§ **Requirements**
Please rewrite the records below, substituting "in this picture" for every "in this photo" and leaving everything else unchanged. Leave the pictures out of your answer.

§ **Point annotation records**
★ ★ ★ ★

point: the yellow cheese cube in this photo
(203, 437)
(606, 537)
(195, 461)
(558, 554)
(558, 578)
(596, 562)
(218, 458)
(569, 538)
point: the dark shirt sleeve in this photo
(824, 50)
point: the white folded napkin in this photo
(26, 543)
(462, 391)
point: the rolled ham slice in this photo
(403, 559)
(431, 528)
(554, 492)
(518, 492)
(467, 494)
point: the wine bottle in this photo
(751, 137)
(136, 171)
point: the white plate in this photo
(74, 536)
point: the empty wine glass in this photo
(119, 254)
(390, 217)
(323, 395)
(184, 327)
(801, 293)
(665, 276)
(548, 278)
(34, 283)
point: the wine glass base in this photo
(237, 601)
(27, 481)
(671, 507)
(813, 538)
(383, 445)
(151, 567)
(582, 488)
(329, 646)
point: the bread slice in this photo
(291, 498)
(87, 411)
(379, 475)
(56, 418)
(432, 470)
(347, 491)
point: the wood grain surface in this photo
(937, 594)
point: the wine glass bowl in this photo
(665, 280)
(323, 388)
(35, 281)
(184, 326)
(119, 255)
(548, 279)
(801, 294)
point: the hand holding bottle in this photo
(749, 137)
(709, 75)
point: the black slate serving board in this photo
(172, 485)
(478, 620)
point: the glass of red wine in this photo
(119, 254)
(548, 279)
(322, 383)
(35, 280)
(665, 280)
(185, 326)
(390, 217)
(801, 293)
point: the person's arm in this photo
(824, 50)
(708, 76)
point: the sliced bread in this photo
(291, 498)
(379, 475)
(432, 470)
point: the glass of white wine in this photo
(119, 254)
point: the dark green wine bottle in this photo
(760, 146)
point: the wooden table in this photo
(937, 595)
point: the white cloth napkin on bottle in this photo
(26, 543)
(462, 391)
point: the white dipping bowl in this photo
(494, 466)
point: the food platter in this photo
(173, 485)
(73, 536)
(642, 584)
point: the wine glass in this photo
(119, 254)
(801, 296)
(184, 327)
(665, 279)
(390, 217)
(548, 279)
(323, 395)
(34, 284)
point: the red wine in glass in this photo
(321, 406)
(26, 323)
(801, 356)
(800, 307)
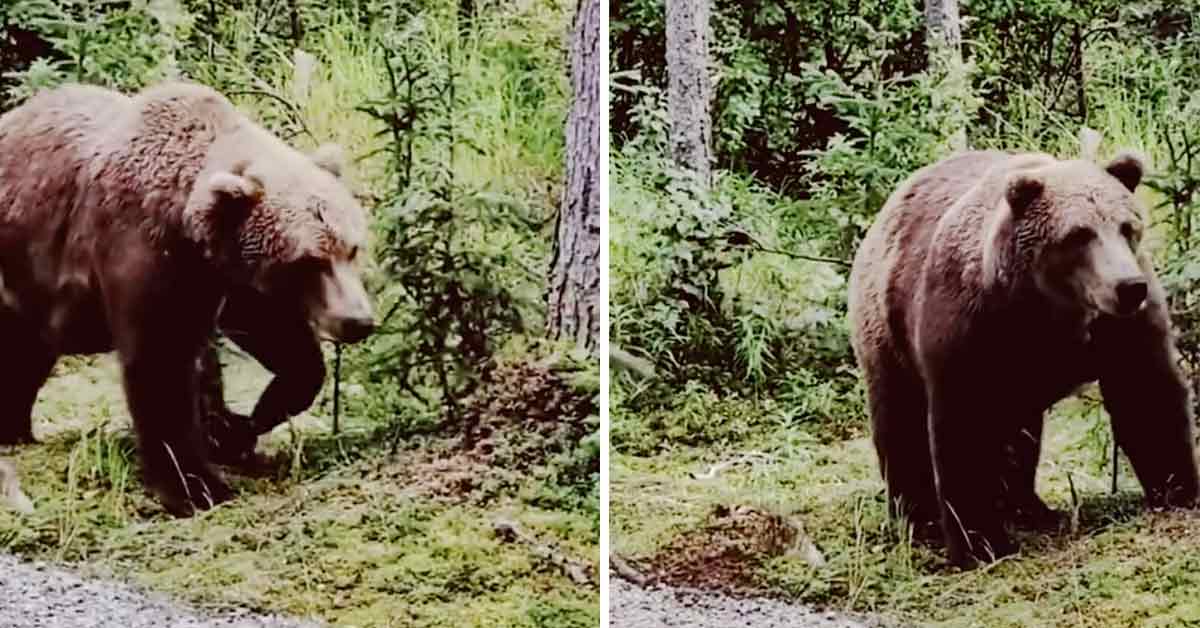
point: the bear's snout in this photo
(1131, 294)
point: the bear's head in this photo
(285, 223)
(1074, 229)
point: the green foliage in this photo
(453, 114)
(820, 113)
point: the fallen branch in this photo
(577, 570)
(623, 359)
(623, 569)
(713, 471)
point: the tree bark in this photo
(689, 90)
(574, 287)
(943, 35)
(943, 27)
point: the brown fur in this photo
(976, 304)
(125, 222)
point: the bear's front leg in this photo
(27, 363)
(281, 339)
(966, 452)
(1150, 405)
(229, 436)
(162, 401)
(1023, 450)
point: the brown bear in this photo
(989, 287)
(281, 340)
(126, 221)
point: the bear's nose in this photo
(1131, 294)
(355, 329)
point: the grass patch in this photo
(365, 539)
(1120, 566)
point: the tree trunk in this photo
(943, 27)
(574, 291)
(943, 34)
(689, 93)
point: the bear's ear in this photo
(235, 185)
(1021, 191)
(1127, 168)
(329, 157)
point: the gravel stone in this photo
(41, 596)
(660, 606)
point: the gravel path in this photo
(39, 596)
(633, 606)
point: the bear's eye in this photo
(1129, 232)
(1079, 237)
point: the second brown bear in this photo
(989, 287)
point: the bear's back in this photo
(888, 267)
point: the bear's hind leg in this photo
(1150, 404)
(27, 363)
(901, 442)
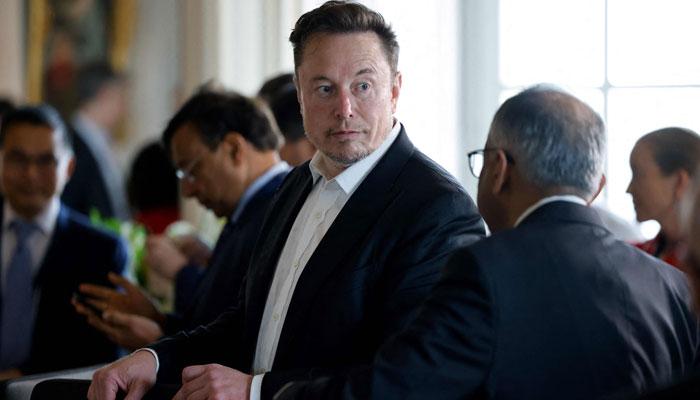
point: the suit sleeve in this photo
(445, 352)
(214, 342)
(430, 235)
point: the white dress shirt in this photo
(547, 200)
(38, 241)
(322, 206)
(98, 140)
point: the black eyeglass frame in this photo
(471, 154)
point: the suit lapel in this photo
(48, 267)
(266, 255)
(360, 213)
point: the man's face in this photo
(35, 168)
(348, 95)
(213, 179)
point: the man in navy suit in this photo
(352, 243)
(551, 306)
(225, 148)
(46, 251)
(97, 182)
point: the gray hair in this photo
(555, 139)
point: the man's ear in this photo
(601, 185)
(682, 180)
(296, 84)
(500, 173)
(235, 146)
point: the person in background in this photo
(98, 181)
(5, 107)
(152, 189)
(662, 163)
(551, 305)
(224, 147)
(352, 242)
(281, 95)
(47, 250)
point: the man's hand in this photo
(132, 301)
(163, 257)
(130, 331)
(213, 381)
(135, 374)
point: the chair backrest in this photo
(57, 389)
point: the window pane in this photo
(552, 41)
(633, 113)
(653, 42)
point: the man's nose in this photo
(344, 108)
(187, 187)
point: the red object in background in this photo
(656, 245)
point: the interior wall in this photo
(11, 48)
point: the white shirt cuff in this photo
(155, 355)
(256, 387)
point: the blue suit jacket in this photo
(86, 188)
(556, 308)
(77, 253)
(218, 285)
(379, 258)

★ ★ ★ ★

§ **Response**
point: the yellow cheese cube in this picture
(203, 437)
(606, 537)
(195, 461)
(558, 554)
(558, 578)
(596, 562)
(218, 458)
(569, 538)
point: the dark shirt sleeve in this picture
(824, 50)
point: the white folded napkin in this picture
(26, 543)
(462, 391)
point: the rolled ham slice in this picture
(403, 559)
(431, 528)
(554, 492)
(518, 492)
(467, 494)
point: the wine bottle in this picture
(751, 137)
(136, 171)
point: the white plate in this picture
(74, 536)
point: the empty wine glass in this picture
(119, 254)
(390, 217)
(323, 395)
(184, 327)
(801, 293)
(665, 276)
(548, 278)
(34, 283)
point: the wine glass base in this picture
(237, 601)
(27, 481)
(671, 507)
(813, 538)
(383, 445)
(151, 567)
(582, 488)
(329, 646)
point: the bread slice in this picture
(291, 498)
(87, 411)
(379, 475)
(56, 418)
(432, 470)
(347, 491)
point: the wood grain surface in this picture
(937, 594)
point: the wine glass bowl in this picture
(665, 280)
(323, 388)
(35, 281)
(184, 326)
(119, 255)
(548, 279)
(801, 294)
point: the hand holding bottle in this picture
(749, 137)
(709, 75)
point: the black slate serving board in this picture
(172, 485)
(478, 620)
point: the glass of red wine in this picture
(119, 254)
(548, 279)
(322, 383)
(35, 280)
(665, 280)
(185, 326)
(390, 217)
(801, 293)
point: the person's arm in this picture
(824, 50)
(708, 76)
point: the sliced bread in this picture
(291, 498)
(379, 475)
(432, 470)
point: the glass of white wine in this picture
(119, 254)
point: the dark green wine bottle in this picture
(760, 146)
point: the wooden table in this picture
(937, 595)
point: the white cloth napkin on bottle in this picture
(26, 543)
(462, 391)
point: the white dipping bowl in this picture
(494, 466)
point: the food platter in this picture
(173, 485)
(73, 536)
(642, 584)
point: the wine glass in this picture
(119, 254)
(801, 296)
(184, 327)
(665, 279)
(390, 217)
(548, 279)
(323, 395)
(34, 284)
point: the red wine in glass in this picture
(321, 406)
(26, 323)
(801, 356)
(800, 307)
point: the bear's snout in this picture
(1131, 294)
point: the bear's head in this picture
(285, 223)
(1074, 229)
point: the green foliage in this picture
(453, 114)
(820, 113)
point: the fallen branch in this picture
(577, 570)
(623, 359)
(623, 569)
(713, 471)
point: the tree bark in this picture
(689, 90)
(574, 287)
(943, 35)
(943, 27)
point: the brown fur in this picture
(976, 304)
(125, 222)
point: the bear's front leg in this picture
(27, 363)
(281, 339)
(966, 452)
(1150, 405)
(229, 436)
(162, 401)
(1023, 450)
point: the brown bear in this picture
(989, 287)
(281, 340)
(126, 221)
point: the bear's nose in this picture
(1131, 294)
(355, 329)
point: the grass patch in this picture
(365, 539)
(1120, 566)
point: the tree trunk in this picture
(943, 27)
(574, 291)
(943, 34)
(689, 93)
point: the bear's ear in this picture
(235, 185)
(1021, 191)
(1127, 168)
(329, 157)
point: the gravel stone in this picture
(41, 596)
(660, 606)
point: the gravel path in this picture
(39, 596)
(633, 606)
point: the bear's eye in this picture
(1129, 232)
(1079, 237)
point: the second brown bear in this picture
(989, 287)
point: the bear's back in this picture
(888, 267)
point: the bear's hind leg in this picture
(1150, 404)
(27, 363)
(901, 442)
point: the suit sleeve in this picture
(445, 352)
(214, 342)
(430, 235)
point: the white dress shirt in this picture
(547, 200)
(38, 241)
(322, 206)
(98, 140)
point: the black eyeglass frame in this picture
(471, 154)
point: the suit lapel in this picture
(48, 267)
(266, 255)
(360, 213)
point: the man's face in this picture
(35, 168)
(348, 95)
(213, 179)
point: the man in navy suit in this picture
(352, 243)
(551, 306)
(225, 148)
(46, 251)
(97, 182)
point: the gray hair in this picture
(555, 139)
point: the man's ear in this picture
(601, 185)
(682, 180)
(296, 84)
(500, 173)
(235, 146)
point: the person in background in this picture
(98, 181)
(5, 107)
(152, 189)
(662, 163)
(551, 305)
(224, 147)
(352, 242)
(281, 95)
(47, 250)
point: the man's hand in this picture
(132, 301)
(163, 257)
(130, 331)
(213, 381)
(135, 374)
point: the chair backrest in this picture
(57, 389)
point: the window pane in this picture
(552, 41)
(633, 113)
(653, 42)
point: the man's nose in this picture
(344, 108)
(187, 187)
point: the red object in background in this picture
(656, 245)
point: the interior wall in this picture
(11, 48)
point: the white shirt cuff in this picture
(155, 355)
(256, 387)
point: the blue suit jacket in this picture
(86, 188)
(556, 308)
(77, 253)
(218, 285)
(379, 258)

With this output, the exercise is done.